Set down the full listing exactly as given. Any pictures are to be left out.

== EXTRACTED MATERIAL ==

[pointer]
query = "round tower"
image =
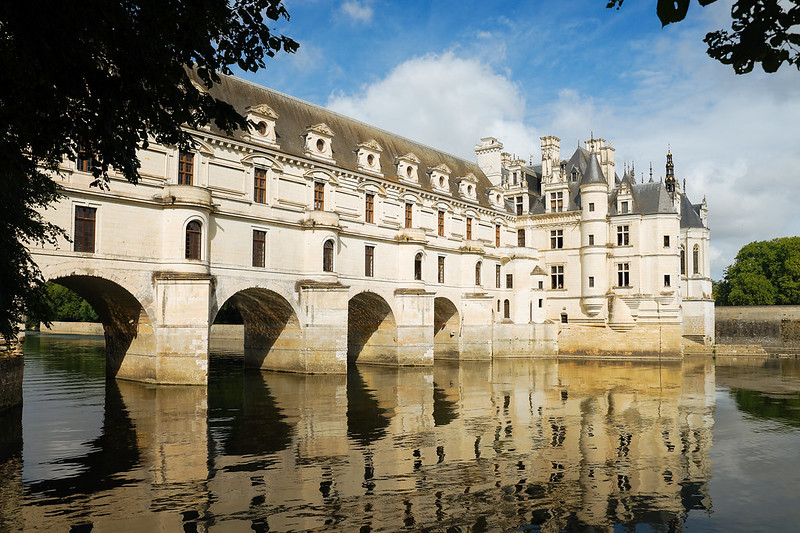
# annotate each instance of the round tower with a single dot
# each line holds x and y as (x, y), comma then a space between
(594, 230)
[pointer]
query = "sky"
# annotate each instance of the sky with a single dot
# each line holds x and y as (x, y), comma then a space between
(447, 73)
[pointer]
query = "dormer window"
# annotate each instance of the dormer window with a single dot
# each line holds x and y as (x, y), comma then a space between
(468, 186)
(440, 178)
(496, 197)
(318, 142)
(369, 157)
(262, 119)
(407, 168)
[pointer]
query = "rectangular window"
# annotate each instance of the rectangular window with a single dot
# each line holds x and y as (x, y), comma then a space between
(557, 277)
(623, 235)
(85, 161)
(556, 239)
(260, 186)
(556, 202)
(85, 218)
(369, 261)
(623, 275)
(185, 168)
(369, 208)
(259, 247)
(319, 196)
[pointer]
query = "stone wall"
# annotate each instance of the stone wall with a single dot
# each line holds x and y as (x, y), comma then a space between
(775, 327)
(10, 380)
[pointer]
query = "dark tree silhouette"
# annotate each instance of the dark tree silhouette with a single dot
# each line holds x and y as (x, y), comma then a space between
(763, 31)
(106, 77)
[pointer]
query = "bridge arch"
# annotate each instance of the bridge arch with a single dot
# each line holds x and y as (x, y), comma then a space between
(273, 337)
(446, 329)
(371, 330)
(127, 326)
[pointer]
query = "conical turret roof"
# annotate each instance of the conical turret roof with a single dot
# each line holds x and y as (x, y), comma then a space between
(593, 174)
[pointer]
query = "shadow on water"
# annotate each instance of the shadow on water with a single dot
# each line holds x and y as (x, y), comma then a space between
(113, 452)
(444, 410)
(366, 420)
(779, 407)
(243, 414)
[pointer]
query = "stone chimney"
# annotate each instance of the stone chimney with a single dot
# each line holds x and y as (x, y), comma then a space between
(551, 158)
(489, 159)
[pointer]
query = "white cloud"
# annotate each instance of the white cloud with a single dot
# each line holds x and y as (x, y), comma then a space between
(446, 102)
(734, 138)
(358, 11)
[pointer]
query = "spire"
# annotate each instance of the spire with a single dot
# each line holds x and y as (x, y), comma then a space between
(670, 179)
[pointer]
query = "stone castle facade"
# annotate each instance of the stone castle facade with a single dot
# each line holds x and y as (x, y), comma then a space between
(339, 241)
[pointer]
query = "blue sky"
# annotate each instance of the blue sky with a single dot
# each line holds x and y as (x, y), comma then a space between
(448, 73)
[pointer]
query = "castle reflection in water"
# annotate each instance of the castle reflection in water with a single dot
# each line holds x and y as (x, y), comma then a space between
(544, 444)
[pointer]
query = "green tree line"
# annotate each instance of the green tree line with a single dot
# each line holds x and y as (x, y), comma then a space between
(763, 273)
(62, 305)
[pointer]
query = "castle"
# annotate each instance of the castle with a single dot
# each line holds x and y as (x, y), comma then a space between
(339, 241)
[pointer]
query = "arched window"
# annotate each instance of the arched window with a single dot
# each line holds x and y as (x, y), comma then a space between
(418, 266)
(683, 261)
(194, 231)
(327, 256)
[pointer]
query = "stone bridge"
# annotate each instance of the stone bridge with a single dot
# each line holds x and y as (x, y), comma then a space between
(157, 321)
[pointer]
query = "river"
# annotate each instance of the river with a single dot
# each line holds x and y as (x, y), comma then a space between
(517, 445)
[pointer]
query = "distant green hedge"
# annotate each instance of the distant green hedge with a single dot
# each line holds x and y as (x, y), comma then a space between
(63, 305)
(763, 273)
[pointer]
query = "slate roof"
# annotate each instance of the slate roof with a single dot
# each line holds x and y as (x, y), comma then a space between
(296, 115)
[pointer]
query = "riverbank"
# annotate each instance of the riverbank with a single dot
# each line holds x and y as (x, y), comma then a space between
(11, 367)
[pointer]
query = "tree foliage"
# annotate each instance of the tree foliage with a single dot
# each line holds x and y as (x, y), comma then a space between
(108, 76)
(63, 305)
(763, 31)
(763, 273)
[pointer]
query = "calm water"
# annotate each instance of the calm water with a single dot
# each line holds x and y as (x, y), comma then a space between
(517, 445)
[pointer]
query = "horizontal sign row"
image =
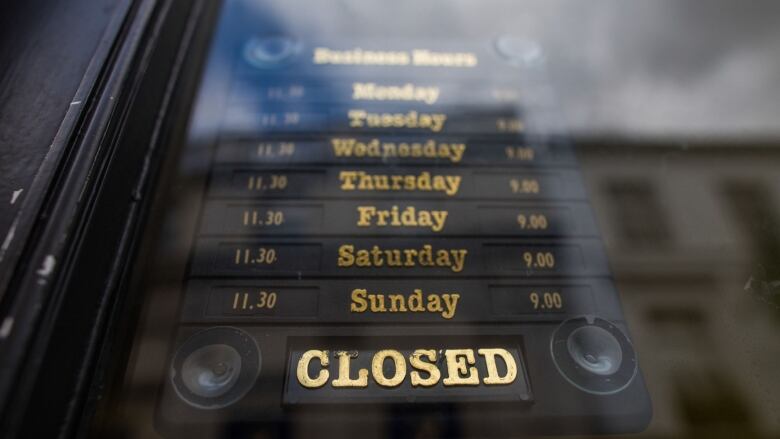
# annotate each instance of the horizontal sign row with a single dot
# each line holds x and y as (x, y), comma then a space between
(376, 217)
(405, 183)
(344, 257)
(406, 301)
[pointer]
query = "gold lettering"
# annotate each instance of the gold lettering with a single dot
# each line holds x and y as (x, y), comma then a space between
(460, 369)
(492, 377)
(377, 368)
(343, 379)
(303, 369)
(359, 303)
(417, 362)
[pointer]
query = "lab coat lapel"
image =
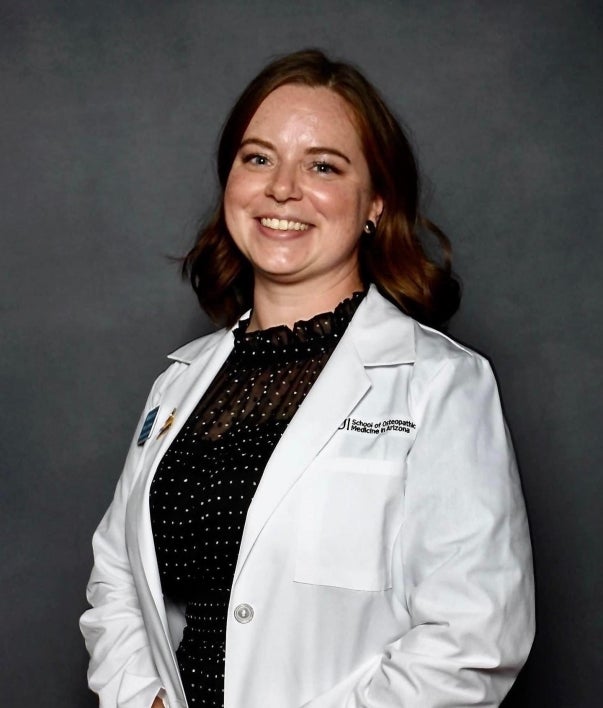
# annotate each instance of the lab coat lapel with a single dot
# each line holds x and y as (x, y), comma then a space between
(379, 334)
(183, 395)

===

→ ANSWER TO THE PROBLEM
[pointer]
query = "round tower"
image =
# annotate each instance of the round tower with a single dot
# each line holds x and y as (x, y), comma then a space between
(594, 230)
[pointer]
query = "sky"
# annotate each instance of the sky with a single dot
# each line holds x and y as (x, y), comma then a space between
(447, 73)
[pointer]
query = "dormer window"
# annotate each instance of the dormer window with a single dot
# each line holds x and y as (x, y), comma then a space between
(468, 186)
(440, 178)
(496, 197)
(318, 142)
(369, 157)
(262, 119)
(407, 168)
[pointer]
query = "rectangular window"
# annotate each instance of the rectangular window with a single dot
# each line holds x and y as (x, y), comma then a space between
(557, 277)
(623, 235)
(85, 161)
(556, 239)
(260, 186)
(556, 202)
(85, 218)
(369, 261)
(623, 275)
(185, 168)
(369, 208)
(259, 247)
(319, 196)
[pointer]
query = "stone wall"
# annotate each instance of the stone wall with a single dot
# each line holds x and y as (x, y), comma then a space between
(775, 327)
(10, 380)
[pointer]
query = "dark tree silhouette"
# annotate each instance of the dark tree silhouette with a single dot
# each line holds x and y as (x, y), comma then a space between
(763, 31)
(106, 77)
[pointer]
query = "bridge arch"
# annotate each instance of the bridge arch with a single dot
# each line holds x and y as (x, y), comma then a space between
(273, 337)
(446, 329)
(371, 330)
(127, 326)
[pointer]
query = "conical turret roof"
# annotate each instance of the conical turret roof with a single dot
# each line holds x and y as (x, y), comma then a space between
(593, 174)
[pointer]
query = "shadow on water"
# annotate each instance of the shadow on water with a single dot
# each line holds x and y as (x, y), comma then a space between
(113, 452)
(444, 410)
(366, 420)
(779, 407)
(243, 414)
[pointer]
query = "stone chimney"
# annotate each instance of the stone chimney with a single dot
# each line holds x and y as (x, y), comma then a space between
(551, 158)
(489, 159)
[pointer]
query = "white cloud"
# annotate each instance of the white cloud with a single dot
# each line holds x and y as (x, y), comma then a space between
(446, 102)
(734, 138)
(358, 11)
[pointer]
query = "spire"
# annotate each instance of the spire with a single dot
# each line holds x and y as (x, y), comma then a space between
(670, 179)
[pointer]
query = "stone castle facade"
# annotate each instance of the stone castle facade with a single dot
# each line holds x and y as (x, y), comma then a space between
(339, 241)
[pointer]
query = "blue sky"
# annotate each instance of the blue sky with a single dot
# each line holds x and y as (x, y), comma then a space between
(448, 73)
[pointer]
query = "castle reflection in water"
# annotate each instance of the castle reflection in water with a single dot
# each line holds x and y as (x, y), comma then a space between
(544, 444)
[pointer]
query = "green tree line"
# annotate each instance of the green tree line with a single dot
# each line holds x and y as (x, y), comma then a space between
(763, 273)
(62, 305)
[pointer]
query = "castle"
# annotate each instance of the castle with a single dot
# each line holds x and y as (x, y), comma then a space between
(339, 241)
[pointer]
query = "arched window"
# annotate each instance of the arched window with a single dot
# each line holds x and y as (x, y), comma then a space between
(418, 266)
(683, 261)
(194, 231)
(327, 256)
[pointer]
query = "stone bridge"
# annotate each instance of the stone bridge with a single dot
# each line holds x and y as (x, y), comma then a space between
(157, 321)
[pointer]
query = "river"
# annotate each instance of the river with a single dot
# each line holds x and y as (x, y), comma then a space between
(517, 445)
[pointer]
query = "distant green hedge"
# annotate each instance of the distant green hedge with a single dot
# each line holds x and y as (x, y), comma then a space between
(63, 305)
(763, 273)
[pointer]
query = "slate roof"
# annotate each instance of the slate roof with a single dot
# each line holds x and y as (x, y), comma then a space between
(296, 115)
[pointer]
query = "riverbank"
# annotate each instance of the riverbank with a single dot
# each line holds x and y as (x, y), comma then a space between
(11, 367)
[pointer]
query = "tree foliage"
# annotate each instance of the tree foliage with a single dot
# each line holds x and y as (x, y), comma then a space between
(108, 76)
(63, 305)
(763, 31)
(763, 273)
[pointer]
query = "calm water"
# annotate each instance of the calm water with a single dot
# each line holds x and y as (x, y), comma then a space between
(517, 445)
[pointer]
query = "horizontal sign row"
image =
# annotate each instance of the horizontal sign row with a single dot
# each line holds x and y as (x, y), comma then a space between
(376, 217)
(405, 183)
(344, 257)
(406, 301)
[pointer]
query = "gold lettering"
# annotate each instance of the gold lettering with a single dot
# each line holds x and y as (x, y), comma then a space between
(460, 369)
(492, 377)
(377, 368)
(343, 379)
(303, 369)
(359, 303)
(417, 362)
[pointer]
query = "lab coat lapel"
image =
# annotate each instance of the lab coat lapel with a single dot
# each line holds x and y as (x, y), comma then a space between
(379, 334)
(183, 395)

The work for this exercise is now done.